Records from a data source:
%%
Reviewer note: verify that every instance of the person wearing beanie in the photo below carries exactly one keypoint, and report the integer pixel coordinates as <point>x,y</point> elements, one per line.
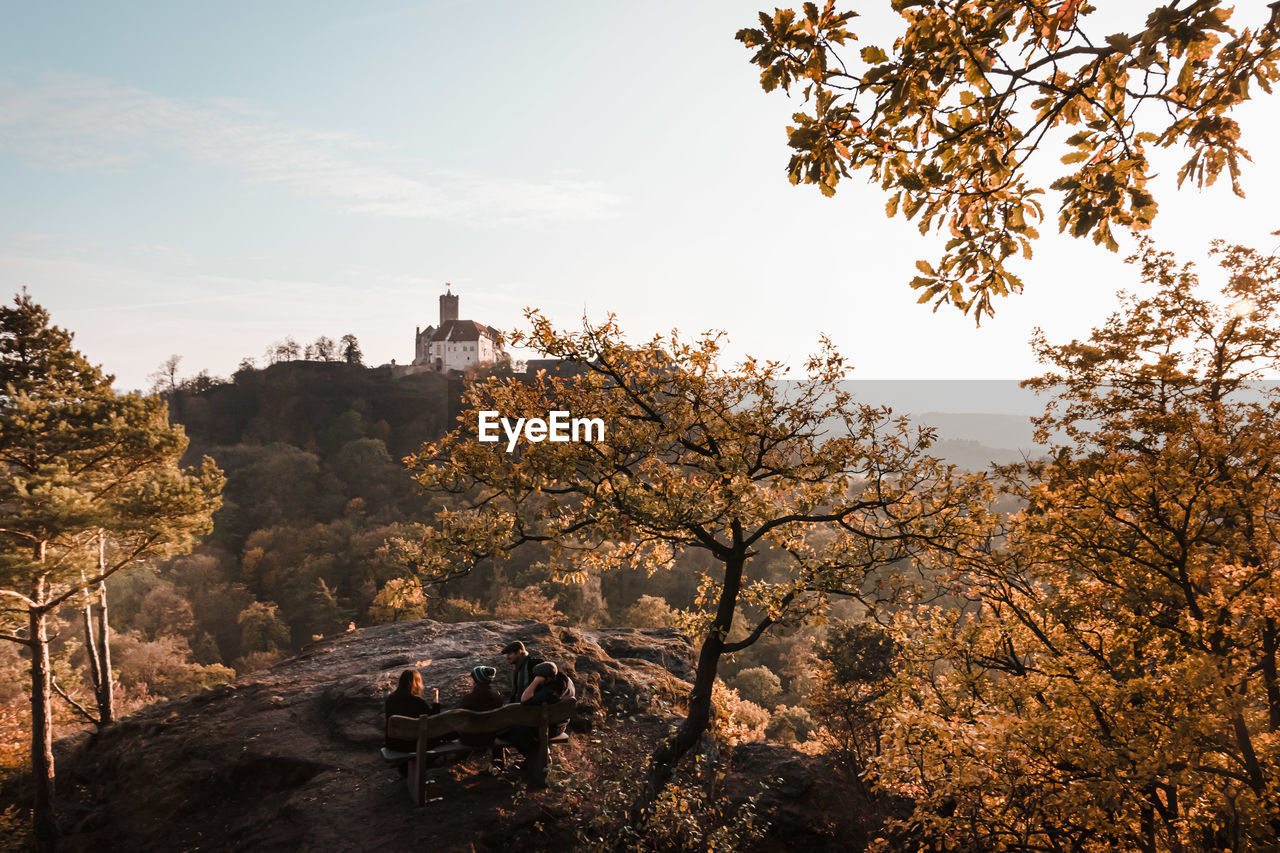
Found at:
<point>481,697</point>
<point>547,687</point>
<point>524,664</point>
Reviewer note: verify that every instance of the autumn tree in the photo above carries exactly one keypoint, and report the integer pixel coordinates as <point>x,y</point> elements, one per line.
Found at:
<point>694,456</point>
<point>956,117</point>
<point>88,484</point>
<point>1112,683</point>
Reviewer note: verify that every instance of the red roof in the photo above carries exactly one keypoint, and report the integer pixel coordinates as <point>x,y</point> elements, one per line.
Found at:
<point>462,331</point>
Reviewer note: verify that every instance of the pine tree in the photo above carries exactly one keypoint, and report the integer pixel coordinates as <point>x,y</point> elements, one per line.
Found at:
<point>88,484</point>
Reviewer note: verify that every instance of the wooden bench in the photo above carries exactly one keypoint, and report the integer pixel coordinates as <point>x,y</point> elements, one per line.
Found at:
<point>426,729</point>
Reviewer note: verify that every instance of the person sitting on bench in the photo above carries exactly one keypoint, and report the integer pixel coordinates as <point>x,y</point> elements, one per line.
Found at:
<point>481,697</point>
<point>522,665</point>
<point>548,687</point>
<point>407,701</point>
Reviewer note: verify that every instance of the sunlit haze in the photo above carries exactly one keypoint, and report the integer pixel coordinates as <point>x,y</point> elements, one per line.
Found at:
<point>206,179</point>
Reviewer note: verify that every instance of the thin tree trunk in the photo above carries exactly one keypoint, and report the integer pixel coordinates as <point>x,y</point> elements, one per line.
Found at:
<point>41,724</point>
<point>106,687</point>
<point>95,669</point>
<point>662,762</point>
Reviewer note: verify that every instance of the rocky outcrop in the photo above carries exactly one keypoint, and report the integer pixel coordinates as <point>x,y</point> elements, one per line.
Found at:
<point>288,758</point>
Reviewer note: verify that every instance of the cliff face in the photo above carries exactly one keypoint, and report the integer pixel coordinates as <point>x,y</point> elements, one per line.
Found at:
<point>288,758</point>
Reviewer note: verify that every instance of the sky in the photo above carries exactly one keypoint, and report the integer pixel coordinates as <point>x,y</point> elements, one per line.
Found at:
<point>205,179</point>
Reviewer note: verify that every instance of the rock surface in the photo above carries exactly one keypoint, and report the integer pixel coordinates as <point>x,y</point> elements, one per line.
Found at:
<point>287,758</point>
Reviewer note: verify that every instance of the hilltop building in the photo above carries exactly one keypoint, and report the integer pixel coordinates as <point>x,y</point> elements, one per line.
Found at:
<point>456,345</point>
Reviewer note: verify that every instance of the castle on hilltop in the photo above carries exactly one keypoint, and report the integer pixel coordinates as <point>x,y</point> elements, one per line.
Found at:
<point>455,345</point>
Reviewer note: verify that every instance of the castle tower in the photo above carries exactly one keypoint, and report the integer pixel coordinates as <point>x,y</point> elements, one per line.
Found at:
<point>448,306</point>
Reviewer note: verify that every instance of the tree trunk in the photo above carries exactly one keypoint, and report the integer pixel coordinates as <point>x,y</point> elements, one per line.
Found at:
<point>41,726</point>
<point>662,762</point>
<point>106,684</point>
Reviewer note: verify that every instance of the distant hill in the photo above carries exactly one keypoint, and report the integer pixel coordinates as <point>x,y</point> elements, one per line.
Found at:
<point>315,405</point>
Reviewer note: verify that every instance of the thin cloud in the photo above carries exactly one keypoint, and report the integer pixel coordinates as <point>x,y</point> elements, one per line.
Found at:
<point>88,123</point>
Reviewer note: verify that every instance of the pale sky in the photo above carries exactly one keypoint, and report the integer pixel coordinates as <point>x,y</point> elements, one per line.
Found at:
<point>208,178</point>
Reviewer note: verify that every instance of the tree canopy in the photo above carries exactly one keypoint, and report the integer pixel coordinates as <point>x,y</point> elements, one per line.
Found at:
<point>952,117</point>
<point>1112,683</point>
<point>88,483</point>
<point>695,456</point>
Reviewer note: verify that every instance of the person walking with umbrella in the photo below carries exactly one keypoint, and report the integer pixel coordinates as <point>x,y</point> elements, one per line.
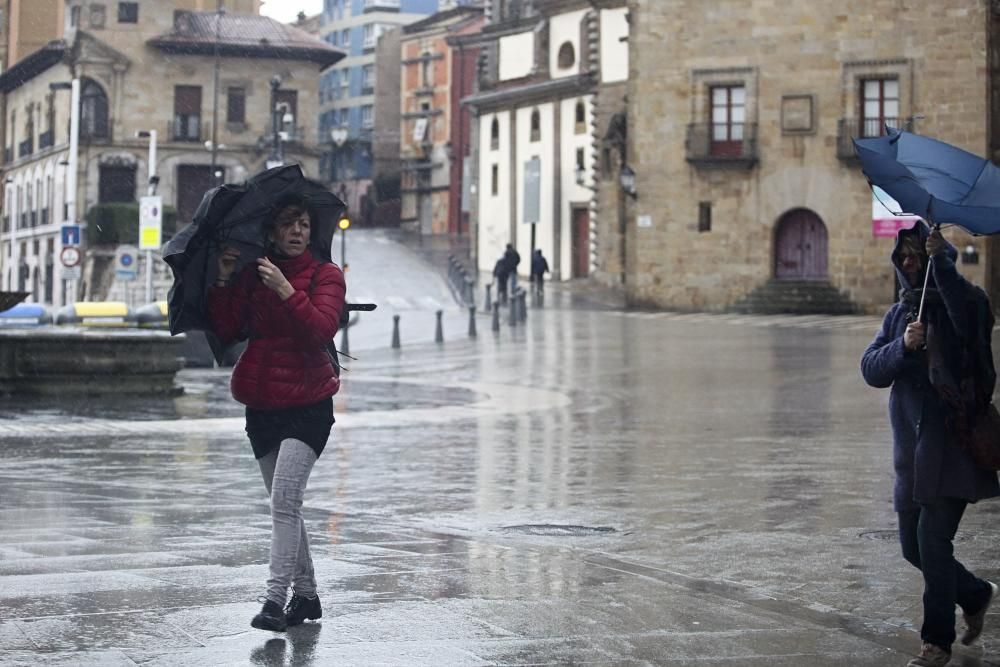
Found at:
<point>289,303</point>
<point>923,354</point>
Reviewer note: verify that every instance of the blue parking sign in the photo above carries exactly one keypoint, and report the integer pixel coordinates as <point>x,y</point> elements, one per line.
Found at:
<point>71,234</point>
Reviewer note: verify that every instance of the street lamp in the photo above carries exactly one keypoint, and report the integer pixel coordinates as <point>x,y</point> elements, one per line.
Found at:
<point>276,158</point>
<point>74,157</point>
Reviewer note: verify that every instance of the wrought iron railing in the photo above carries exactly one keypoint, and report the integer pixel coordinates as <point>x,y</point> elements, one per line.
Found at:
<point>849,129</point>
<point>710,145</point>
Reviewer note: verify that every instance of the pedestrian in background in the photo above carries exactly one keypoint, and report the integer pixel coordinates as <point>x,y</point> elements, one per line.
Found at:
<point>925,362</point>
<point>290,303</point>
<point>539,267</point>
<point>513,258</point>
<point>500,273</point>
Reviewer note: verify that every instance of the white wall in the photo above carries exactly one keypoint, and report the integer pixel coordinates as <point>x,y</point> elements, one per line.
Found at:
<point>494,211</point>
<point>517,55</point>
<point>614,52</point>
<point>544,149</point>
<point>565,28</point>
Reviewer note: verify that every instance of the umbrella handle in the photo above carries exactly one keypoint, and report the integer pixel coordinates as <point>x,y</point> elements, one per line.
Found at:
<point>927,276</point>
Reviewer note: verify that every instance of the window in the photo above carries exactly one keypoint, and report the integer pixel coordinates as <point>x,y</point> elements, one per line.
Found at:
<point>187,113</point>
<point>93,111</point>
<point>236,104</point>
<point>117,183</point>
<point>704,216</point>
<point>567,55</point>
<point>128,12</point>
<point>879,106</point>
<point>728,117</point>
<point>581,118</point>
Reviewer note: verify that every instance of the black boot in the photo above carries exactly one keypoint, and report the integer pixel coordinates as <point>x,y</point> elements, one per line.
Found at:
<point>271,617</point>
<point>301,608</point>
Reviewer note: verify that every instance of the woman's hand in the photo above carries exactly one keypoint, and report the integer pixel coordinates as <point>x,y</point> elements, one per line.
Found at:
<point>274,279</point>
<point>227,262</point>
<point>913,337</point>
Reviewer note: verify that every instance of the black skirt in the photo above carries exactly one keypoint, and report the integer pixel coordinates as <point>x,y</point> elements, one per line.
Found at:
<point>309,423</point>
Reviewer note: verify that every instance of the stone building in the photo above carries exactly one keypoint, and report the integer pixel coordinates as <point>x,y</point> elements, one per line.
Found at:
<point>740,120</point>
<point>435,130</point>
<point>550,82</point>
<point>145,66</point>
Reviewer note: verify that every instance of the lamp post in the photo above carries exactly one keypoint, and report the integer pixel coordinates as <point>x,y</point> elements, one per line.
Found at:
<point>276,159</point>
<point>153,182</point>
<point>74,159</point>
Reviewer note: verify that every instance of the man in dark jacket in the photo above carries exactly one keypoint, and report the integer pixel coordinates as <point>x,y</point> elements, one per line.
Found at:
<point>935,477</point>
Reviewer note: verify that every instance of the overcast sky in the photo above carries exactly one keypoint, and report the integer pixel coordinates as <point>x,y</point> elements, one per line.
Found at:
<point>286,10</point>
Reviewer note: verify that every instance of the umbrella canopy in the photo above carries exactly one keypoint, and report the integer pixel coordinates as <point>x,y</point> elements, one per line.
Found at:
<point>937,181</point>
<point>237,215</point>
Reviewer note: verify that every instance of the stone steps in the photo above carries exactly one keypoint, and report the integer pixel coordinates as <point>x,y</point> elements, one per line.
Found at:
<point>803,297</point>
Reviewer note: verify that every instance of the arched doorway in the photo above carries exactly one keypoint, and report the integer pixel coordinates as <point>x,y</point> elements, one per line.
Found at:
<point>800,246</point>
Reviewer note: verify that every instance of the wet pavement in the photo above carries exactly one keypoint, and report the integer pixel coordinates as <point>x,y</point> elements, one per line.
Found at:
<point>596,487</point>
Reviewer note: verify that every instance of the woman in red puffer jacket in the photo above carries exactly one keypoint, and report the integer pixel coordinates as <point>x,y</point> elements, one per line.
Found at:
<point>290,304</point>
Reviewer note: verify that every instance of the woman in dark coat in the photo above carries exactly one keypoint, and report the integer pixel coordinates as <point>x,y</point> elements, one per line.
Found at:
<point>290,303</point>
<point>935,477</point>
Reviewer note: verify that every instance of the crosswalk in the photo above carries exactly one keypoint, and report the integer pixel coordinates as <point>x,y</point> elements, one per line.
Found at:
<point>866,323</point>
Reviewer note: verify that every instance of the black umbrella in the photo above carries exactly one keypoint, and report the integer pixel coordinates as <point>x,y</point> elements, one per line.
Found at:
<point>237,215</point>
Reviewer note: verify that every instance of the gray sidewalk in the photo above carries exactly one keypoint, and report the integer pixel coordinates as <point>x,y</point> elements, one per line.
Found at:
<point>596,487</point>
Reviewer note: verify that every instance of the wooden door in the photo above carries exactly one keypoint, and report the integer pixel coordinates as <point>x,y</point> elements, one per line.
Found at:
<point>581,242</point>
<point>800,247</point>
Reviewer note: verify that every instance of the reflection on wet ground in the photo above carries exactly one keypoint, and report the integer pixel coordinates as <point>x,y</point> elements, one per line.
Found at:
<point>705,496</point>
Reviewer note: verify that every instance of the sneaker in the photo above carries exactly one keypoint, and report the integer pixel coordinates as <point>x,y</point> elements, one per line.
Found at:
<point>974,622</point>
<point>301,608</point>
<point>930,656</point>
<point>271,617</point>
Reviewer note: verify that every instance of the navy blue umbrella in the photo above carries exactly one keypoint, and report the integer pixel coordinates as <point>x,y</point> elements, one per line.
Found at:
<point>943,184</point>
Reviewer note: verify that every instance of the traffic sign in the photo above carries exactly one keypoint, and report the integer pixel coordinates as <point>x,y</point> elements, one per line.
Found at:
<point>126,258</point>
<point>70,256</point>
<point>150,222</point>
<point>71,234</point>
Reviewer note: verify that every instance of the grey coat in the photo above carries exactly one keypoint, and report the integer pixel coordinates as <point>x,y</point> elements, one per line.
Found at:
<point>928,461</point>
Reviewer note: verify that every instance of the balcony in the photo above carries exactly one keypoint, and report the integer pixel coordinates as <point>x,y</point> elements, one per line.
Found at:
<point>704,151</point>
<point>381,5</point>
<point>849,129</point>
<point>185,128</point>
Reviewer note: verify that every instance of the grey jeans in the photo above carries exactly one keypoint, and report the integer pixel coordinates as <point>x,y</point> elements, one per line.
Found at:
<point>286,472</point>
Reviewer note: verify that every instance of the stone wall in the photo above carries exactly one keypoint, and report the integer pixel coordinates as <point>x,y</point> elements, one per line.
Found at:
<point>782,54</point>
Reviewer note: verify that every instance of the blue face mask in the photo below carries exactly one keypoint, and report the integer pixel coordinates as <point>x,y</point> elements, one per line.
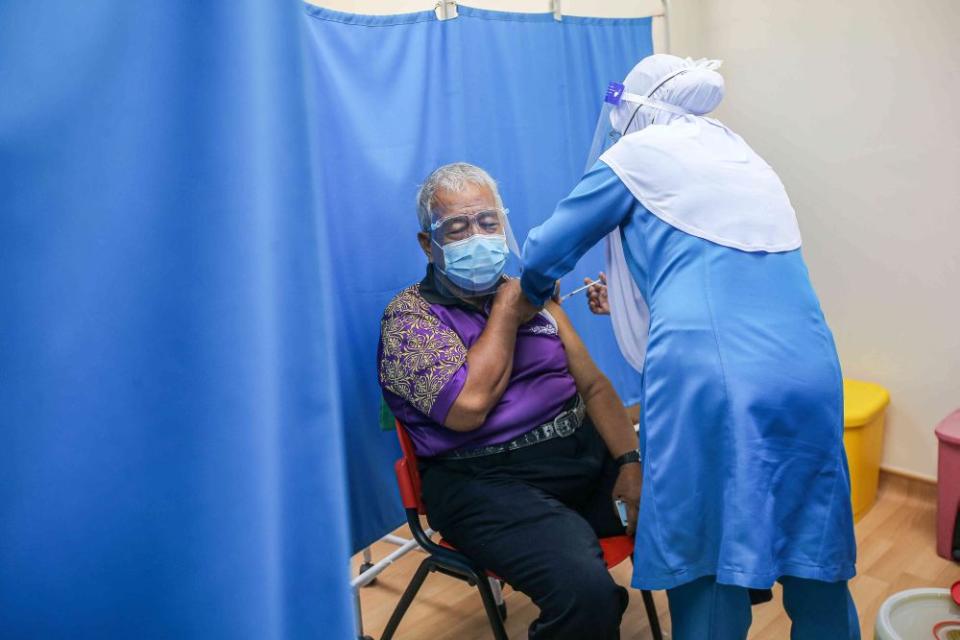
%%
Return the lines of the records that include the string "canopy".

Reviewer note: verify that every instance of the tree canopy in the photo above carries exactly one keypoint, and report the integer pixel coordinates as <point>x,y</point> elements, one per line.
Reviewer note: verify that every instance of the umbrella canopy in the photo above carries exactly one keypoint, and report the integer pixel coordinates as <point>x,y</point> elements, one per line.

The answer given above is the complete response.